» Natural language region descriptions

####

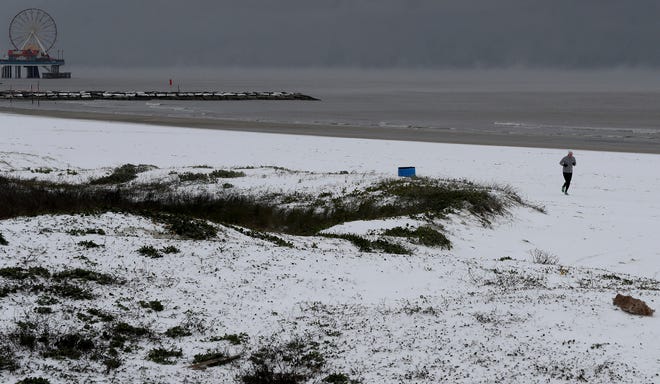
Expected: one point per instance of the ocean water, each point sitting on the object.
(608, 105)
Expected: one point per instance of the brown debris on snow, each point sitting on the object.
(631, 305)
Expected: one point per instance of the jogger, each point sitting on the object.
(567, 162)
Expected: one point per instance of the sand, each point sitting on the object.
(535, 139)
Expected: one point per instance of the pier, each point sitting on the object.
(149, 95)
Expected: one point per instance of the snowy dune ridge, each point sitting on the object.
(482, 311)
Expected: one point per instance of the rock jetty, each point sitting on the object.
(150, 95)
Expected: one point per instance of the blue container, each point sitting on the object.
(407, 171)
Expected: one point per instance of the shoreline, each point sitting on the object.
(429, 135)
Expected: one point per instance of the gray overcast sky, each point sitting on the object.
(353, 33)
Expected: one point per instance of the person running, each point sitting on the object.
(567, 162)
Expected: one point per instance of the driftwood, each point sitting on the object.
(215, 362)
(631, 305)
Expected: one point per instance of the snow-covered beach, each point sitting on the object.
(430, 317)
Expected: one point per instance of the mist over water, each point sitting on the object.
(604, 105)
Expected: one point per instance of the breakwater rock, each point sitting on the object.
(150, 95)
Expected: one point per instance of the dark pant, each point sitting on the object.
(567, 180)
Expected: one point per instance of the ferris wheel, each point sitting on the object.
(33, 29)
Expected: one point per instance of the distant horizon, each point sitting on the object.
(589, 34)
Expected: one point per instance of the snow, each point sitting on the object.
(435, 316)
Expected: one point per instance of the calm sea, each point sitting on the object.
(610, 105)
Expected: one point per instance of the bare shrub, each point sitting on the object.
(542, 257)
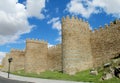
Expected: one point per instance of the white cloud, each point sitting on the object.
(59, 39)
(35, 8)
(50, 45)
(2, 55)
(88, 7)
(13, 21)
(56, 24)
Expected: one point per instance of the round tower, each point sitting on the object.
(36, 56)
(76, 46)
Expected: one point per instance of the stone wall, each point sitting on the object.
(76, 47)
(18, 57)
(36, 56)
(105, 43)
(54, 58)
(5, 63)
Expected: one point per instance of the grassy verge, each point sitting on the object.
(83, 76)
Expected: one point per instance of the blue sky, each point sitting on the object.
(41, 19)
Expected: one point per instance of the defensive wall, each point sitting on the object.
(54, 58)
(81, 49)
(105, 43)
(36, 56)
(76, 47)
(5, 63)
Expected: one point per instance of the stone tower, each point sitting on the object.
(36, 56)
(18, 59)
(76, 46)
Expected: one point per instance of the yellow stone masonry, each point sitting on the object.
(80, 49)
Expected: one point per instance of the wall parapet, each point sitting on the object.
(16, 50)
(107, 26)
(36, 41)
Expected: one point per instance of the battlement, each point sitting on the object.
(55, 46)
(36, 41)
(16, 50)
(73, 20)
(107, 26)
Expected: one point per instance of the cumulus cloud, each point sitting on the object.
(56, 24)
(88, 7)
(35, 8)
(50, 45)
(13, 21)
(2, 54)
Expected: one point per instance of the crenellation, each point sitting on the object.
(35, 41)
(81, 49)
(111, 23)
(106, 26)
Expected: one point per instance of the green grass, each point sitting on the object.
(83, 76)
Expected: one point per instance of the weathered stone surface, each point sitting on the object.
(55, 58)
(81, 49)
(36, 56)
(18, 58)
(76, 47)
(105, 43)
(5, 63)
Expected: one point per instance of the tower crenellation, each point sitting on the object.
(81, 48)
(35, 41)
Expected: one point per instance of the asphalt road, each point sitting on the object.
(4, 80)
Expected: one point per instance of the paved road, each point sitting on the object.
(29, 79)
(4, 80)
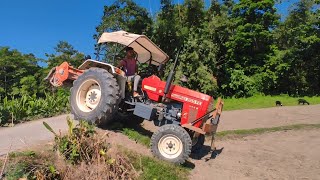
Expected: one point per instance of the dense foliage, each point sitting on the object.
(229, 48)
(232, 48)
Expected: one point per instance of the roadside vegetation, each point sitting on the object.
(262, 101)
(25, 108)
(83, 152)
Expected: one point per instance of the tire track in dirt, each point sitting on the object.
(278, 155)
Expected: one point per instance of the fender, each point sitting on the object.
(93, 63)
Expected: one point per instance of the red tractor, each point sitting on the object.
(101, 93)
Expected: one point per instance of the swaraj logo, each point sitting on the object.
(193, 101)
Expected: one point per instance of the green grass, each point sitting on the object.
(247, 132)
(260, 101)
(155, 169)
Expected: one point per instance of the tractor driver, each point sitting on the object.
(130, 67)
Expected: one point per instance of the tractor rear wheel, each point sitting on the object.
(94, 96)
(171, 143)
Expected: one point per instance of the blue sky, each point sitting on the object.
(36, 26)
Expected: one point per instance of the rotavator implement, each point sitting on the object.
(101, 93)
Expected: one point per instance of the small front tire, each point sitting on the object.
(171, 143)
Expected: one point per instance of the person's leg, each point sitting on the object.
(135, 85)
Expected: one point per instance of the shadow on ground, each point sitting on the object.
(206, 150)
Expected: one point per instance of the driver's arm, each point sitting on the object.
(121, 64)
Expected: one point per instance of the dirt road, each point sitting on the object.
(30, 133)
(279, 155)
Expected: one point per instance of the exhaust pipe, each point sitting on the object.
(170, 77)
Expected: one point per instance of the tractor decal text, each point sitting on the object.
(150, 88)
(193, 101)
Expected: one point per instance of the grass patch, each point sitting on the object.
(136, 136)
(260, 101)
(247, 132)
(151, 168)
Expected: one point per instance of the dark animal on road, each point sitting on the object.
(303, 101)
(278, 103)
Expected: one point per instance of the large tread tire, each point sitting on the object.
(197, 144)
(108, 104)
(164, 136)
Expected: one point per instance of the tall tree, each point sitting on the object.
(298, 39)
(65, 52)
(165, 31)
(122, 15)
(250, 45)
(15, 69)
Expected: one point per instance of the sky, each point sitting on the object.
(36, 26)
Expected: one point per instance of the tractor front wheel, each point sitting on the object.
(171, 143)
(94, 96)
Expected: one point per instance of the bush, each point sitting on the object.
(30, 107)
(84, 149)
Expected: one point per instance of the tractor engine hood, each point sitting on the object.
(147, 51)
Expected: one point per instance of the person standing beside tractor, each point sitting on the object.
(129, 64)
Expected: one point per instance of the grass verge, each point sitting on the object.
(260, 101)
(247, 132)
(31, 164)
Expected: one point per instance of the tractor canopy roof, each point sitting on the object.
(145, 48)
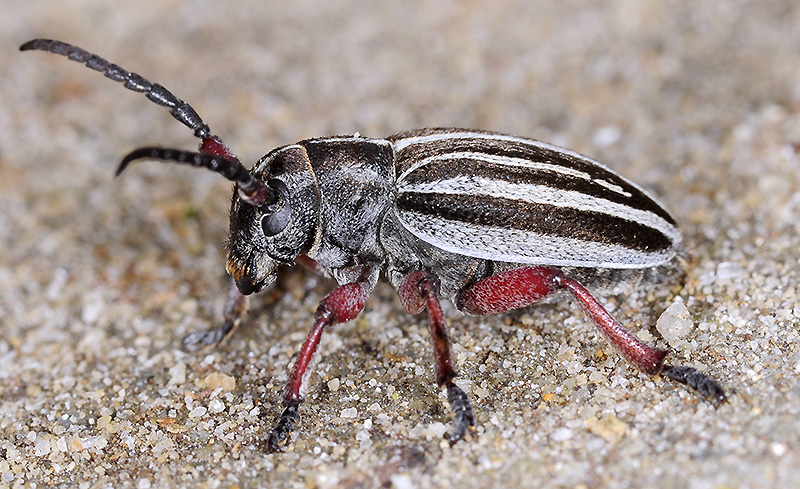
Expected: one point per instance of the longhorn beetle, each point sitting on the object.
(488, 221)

####

Print the data again, word for word, without any pictures.

» Answer
Expected: one point per instance of the ocean water, each point sitting on the object.
(608, 105)
Expected: one point per instance of the brown debris on snow, each point sitting on the object.
(631, 305)
Expected: one point per instance of the jogger, each point sitting on the object.
(567, 162)
Expected: one point per instance of the sand, each point sitting on the object.
(535, 139)
Expected: one point per instance of the pier, each point sitting on the object.
(149, 95)
Expected: one point per instance of the snowy dune ridge, each point sitting on the object.
(482, 311)
Expected: one point per instance of the rock jetty, each point sitting on the object.
(150, 95)
Expected: one point per instance of the blue container, each point sitting on the object.
(407, 171)
Expected: one point per instance of the shoreline, each point sitting on the object.
(429, 135)
Expected: one point per instance of the gray overcast sky, each point sitting on the object.
(353, 33)
Expected: one point per instance of the person running, each point sitting on the object.
(567, 162)
Expected: one point per instance of the driftwood, each point sitting on the object.
(215, 362)
(631, 305)
Expected: one point per instance of the snow-covered beach, each point sitting on the object.
(430, 317)
Expected: one point per instance of the mist over water, each point sitting on the object.
(604, 105)
Expected: one point per instance of the breakwater rock, each point sitting on the object.
(150, 95)
Expected: one point per instance of the dark pant, each point sitting on the object.
(567, 180)
Expected: one point per instance of the ferris wheel, each point sitting on the object.
(33, 29)
Expected: one point per instance of the distant horizon, each point sitting on the object.
(589, 34)
Expected: one point per instance of the snow, each point sitting on the object.
(435, 316)
Expected: one point per instance of the calm sea, each point sitting on the object.
(610, 105)
Expected: one point per instance of the bare shrub, each point sitting on the object.
(542, 257)
Expected: one point per instance of the white cloud, each point sitting on the object.
(59, 39)
(35, 8)
(50, 45)
(2, 55)
(88, 7)
(13, 21)
(56, 24)
Expected: one point per instance of the round tower, each point sitting on the object.
(36, 56)
(76, 46)
Expected: one point per instance of the stone wall, each point sitting on the object.
(76, 47)
(18, 57)
(36, 56)
(105, 43)
(54, 58)
(5, 63)
Expected: one point per instance of the grassy verge, each point sitting on the object.
(83, 76)
Expected: one point per instance of the blue sky, each point sitting on the object.
(41, 19)
Expected: one point per instance of the defensive wall, each point sitting on the object.
(54, 58)
(81, 49)
(105, 43)
(36, 56)
(76, 47)
(5, 63)
Expected: one point per instance of the stone tower, each point sitting on the object.
(36, 56)
(18, 59)
(76, 46)
Expected: one point per instance of the yellow stone masonry, each point sitting on the object.
(80, 49)
Expected: one point per instance of the wall parapet, each point sitting on the object.
(16, 50)
(107, 26)
(36, 41)
Expected: one point per instance of the battlement, each point sitting on the object.
(55, 46)
(36, 41)
(16, 50)
(73, 20)
(107, 26)
Expected: one point per instance of the cumulus cloud, each point sitting on the object.
(56, 24)
(88, 7)
(35, 8)
(50, 45)
(13, 21)
(2, 54)
Expected: one point per instance of the crenellation, each point sitting on the object.
(35, 41)
(81, 49)
(111, 23)
(106, 26)
Expected: one point per instance of the green grass, each point sitting on the object.
(83, 76)
Expected: one point per instance of the weathered stone surface, each point sitting on the object.
(55, 58)
(81, 49)
(36, 56)
(18, 58)
(76, 47)
(105, 43)
(5, 63)
Expected: one point per instance of the tower crenellation, each point sitting on the object.
(81, 48)
(35, 41)
Expected: one point per instance of the asphalt road, each point sitting on the object.
(4, 80)
Expected: one point per instance of the paved road, each point sitting on the object.
(29, 79)
(4, 80)
Expected: one point per instance of the dense foliage, each point sitting on the object.
(229, 48)
(232, 48)
Expected: one point per instance of the roadside vegetation, each point sitting on the object.
(262, 101)
(25, 108)
(83, 152)
Expected: one point per instance of the tire track in dirt, each point sitting on the object.
(278, 155)
Expected: one point per instance of the fender, each point sitting on the object.
(93, 63)
Expected: one point per instance of the red tractor, each point sitting on the object.
(101, 93)
Expected: one point per instance of the swaraj logo, each point sitting on the object.
(193, 101)
Expected: one point per instance of the green grass, each point sitting on the object.
(247, 132)
(260, 101)
(155, 169)
Expected: one point per instance of the tractor driver, each point sitting on the object.
(130, 67)
Expected: one point per instance of the tractor rear wheel, each point sitting on the object.
(94, 96)
(171, 143)
Expected: one point per instance of the blue sky, each point sitting on the object.
(36, 26)
Expected: one point per instance of the rotavator implement, each point sitting on the object.
(101, 93)
Expected: one point per instance of the small front tire, each point sitting on the object.
(171, 143)
Expected: one point per instance of the person's leg, each point sitting on the object.
(135, 85)
Expected: one point per instance of the shadow on ground, each point sitting on the object.
(206, 150)
Expected: one point per instance of the driver's arm, each point sitting on the object.
(121, 64)
Expected: one point per instance of the dirt road, each point sitting on the object.
(30, 133)
(279, 155)
Expected: one point per instance of the exhaust pipe, each point sitting on the object.
(170, 77)
Expected: one point per instance of the tractor decal text, each point sitting on the object.
(150, 88)
(193, 101)
Expected: one point per instance of the grass patch, each point sitting on the object.
(136, 136)
(260, 101)
(247, 132)
(151, 168)
Expected: one point per instance of the dark animal on road, each point sitting on the object.
(303, 101)
(278, 103)
Expected: one point per instance of the large tread tire, each point sitting on the object.
(197, 144)
(108, 104)
(164, 136)
Expected: one point per instance of the tall tree, each point sitting on the object.
(298, 39)
(65, 52)
(165, 31)
(122, 15)
(250, 45)
(15, 69)
Expected: one point per instance of the sky, each point sitting on the object.
(36, 26)
Expected: one point per instance of the tractor front wheel, each point sitting on the object.
(171, 143)
(94, 96)
Expected: one point per instance of the bush, each point sitting on the object.
(30, 107)
(84, 149)
Expected: one point per instance of the tractor engine hood, each point sitting on the object.
(147, 51)
Expected: one point per instance of the person standing beside tractor, each point sitting on the object.
(129, 64)
Expected: one point per instance of the grass verge, each point sitting on the object.
(260, 101)
(247, 132)
(31, 164)
Expected: one point per instance of the tractor canopy roof, each point sitting on the object.
(145, 48)
Expected: one point per instance of the longhorn beetle, each point sitting on the object.
(488, 221)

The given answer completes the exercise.